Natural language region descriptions
++++++++++

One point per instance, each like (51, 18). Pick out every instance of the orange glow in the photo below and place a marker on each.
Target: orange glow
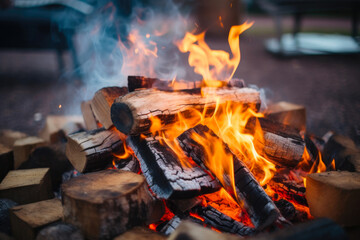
(213, 65)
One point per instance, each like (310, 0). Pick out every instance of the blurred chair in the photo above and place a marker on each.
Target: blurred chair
(297, 43)
(33, 24)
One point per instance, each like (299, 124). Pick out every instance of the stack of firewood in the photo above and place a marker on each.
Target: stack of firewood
(107, 195)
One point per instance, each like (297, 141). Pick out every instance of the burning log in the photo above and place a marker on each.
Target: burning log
(222, 222)
(336, 195)
(288, 113)
(165, 174)
(58, 127)
(259, 206)
(27, 186)
(106, 203)
(27, 220)
(93, 150)
(101, 103)
(23, 147)
(88, 115)
(131, 113)
(279, 143)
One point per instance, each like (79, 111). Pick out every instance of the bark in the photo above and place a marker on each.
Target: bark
(259, 206)
(131, 113)
(93, 150)
(107, 203)
(164, 173)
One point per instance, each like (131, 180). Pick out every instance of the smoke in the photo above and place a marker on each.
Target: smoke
(114, 42)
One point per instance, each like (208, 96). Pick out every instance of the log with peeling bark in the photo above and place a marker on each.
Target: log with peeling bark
(131, 113)
(222, 222)
(259, 206)
(279, 143)
(107, 203)
(101, 103)
(93, 150)
(165, 174)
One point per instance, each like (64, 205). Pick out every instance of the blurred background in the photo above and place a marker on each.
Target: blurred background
(56, 53)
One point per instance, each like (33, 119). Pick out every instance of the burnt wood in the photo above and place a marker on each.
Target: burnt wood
(101, 103)
(281, 144)
(131, 113)
(106, 203)
(164, 173)
(93, 150)
(222, 222)
(259, 206)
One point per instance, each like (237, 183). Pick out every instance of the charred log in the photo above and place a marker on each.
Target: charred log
(259, 206)
(165, 174)
(131, 113)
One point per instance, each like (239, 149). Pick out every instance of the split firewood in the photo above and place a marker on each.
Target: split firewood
(93, 150)
(27, 220)
(222, 222)
(58, 127)
(107, 203)
(140, 82)
(344, 151)
(60, 231)
(335, 195)
(6, 161)
(193, 231)
(140, 233)
(27, 186)
(279, 143)
(287, 113)
(259, 206)
(319, 229)
(88, 115)
(23, 147)
(102, 101)
(165, 174)
(131, 113)
(9, 137)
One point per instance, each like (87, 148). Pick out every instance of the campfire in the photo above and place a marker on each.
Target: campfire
(164, 153)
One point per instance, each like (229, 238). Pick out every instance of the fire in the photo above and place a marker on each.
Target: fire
(213, 65)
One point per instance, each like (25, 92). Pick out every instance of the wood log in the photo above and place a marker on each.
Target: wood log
(319, 229)
(131, 113)
(60, 231)
(53, 157)
(57, 127)
(222, 222)
(279, 143)
(6, 161)
(8, 137)
(88, 115)
(107, 203)
(23, 148)
(93, 150)
(193, 231)
(335, 195)
(102, 101)
(287, 113)
(260, 207)
(140, 233)
(166, 177)
(27, 186)
(27, 220)
(344, 151)
(141, 82)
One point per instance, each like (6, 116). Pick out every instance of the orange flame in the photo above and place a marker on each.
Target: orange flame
(213, 65)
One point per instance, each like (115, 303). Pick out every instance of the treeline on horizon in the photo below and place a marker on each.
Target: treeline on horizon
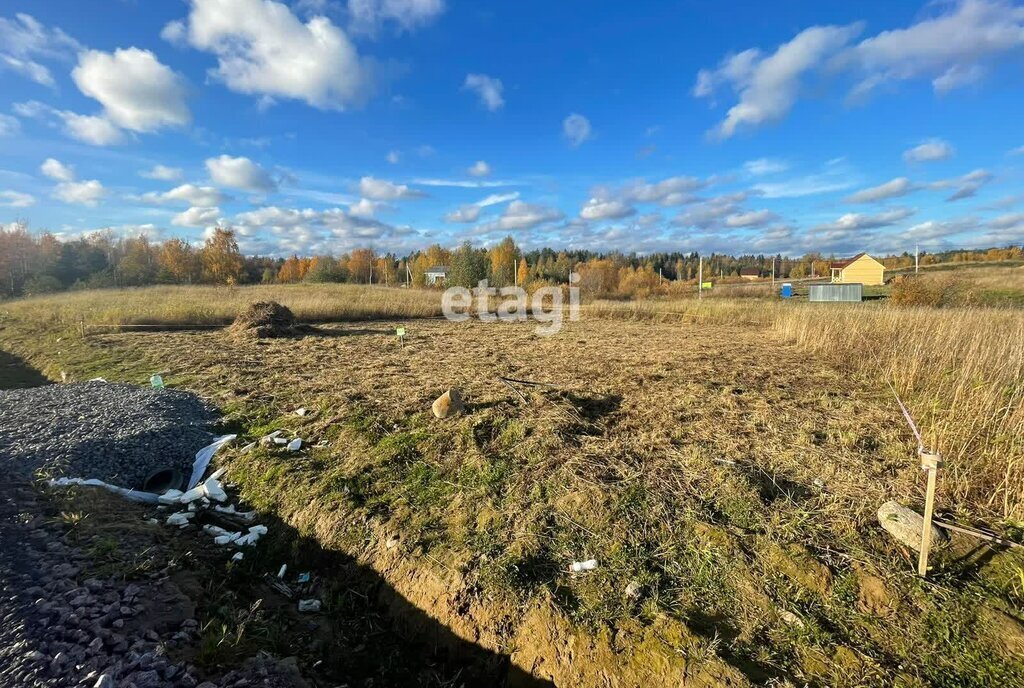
(33, 264)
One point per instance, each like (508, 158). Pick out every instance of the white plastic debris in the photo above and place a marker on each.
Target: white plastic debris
(180, 518)
(309, 605)
(588, 565)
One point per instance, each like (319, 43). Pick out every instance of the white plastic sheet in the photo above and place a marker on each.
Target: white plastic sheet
(200, 465)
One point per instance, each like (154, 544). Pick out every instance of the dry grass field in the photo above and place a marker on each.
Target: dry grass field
(722, 460)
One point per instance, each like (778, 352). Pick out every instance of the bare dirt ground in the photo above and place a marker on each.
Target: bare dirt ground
(725, 481)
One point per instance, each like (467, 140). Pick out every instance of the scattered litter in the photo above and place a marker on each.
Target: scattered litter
(588, 565)
(309, 605)
(180, 518)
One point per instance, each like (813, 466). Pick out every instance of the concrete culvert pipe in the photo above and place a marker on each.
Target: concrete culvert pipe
(162, 480)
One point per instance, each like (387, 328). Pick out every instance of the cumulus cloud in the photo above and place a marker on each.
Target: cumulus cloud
(865, 221)
(577, 129)
(930, 151)
(80, 192)
(763, 166)
(754, 218)
(198, 217)
(24, 41)
(137, 91)
(240, 173)
(16, 200)
(521, 215)
(56, 170)
(598, 209)
(382, 189)
(369, 15)
(966, 186)
(92, 129)
(767, 86)
(891, 189)
(9, 125)
(487, 88)
(188, 194)
(263, 49)
(479, 169)
(953, 48)
(162, 173)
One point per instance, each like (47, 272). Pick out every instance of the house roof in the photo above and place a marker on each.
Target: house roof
(840, 264)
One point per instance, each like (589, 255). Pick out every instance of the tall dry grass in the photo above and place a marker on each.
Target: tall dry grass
(198, 306)
(961, 371)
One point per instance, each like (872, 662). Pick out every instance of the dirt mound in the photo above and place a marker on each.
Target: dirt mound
(264, 318)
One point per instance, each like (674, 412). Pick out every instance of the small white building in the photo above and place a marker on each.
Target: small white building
(435, 274)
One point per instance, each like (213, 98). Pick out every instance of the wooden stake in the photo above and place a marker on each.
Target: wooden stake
(931, 463)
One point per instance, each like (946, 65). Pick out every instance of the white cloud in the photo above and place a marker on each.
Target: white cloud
(192, 195)
(767, 86)
(967, 185)
(365, 208)
(16, 200)
(754, 218)
(92, 129)
(479, 169)
(240, 173)
(520, 215)
(24, 41)
(263, 49)
(763, 166)
(891, 189)
(80, 192)
(953, 48)
(468, 213)
(162, 173)
(368, 15)
(930, 151)
(577, 129)
(597, 209)
(136, 90)
(197, 217)
(487, 88)
(382, 189)
(9, 125)
(864, 221)
(56, 170)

++++++++++

- _WHAT YOU ARE ASKED TO DO_
If a line in the records contains the string "below", include it in the count; report that count alone.

- _RESULT_
2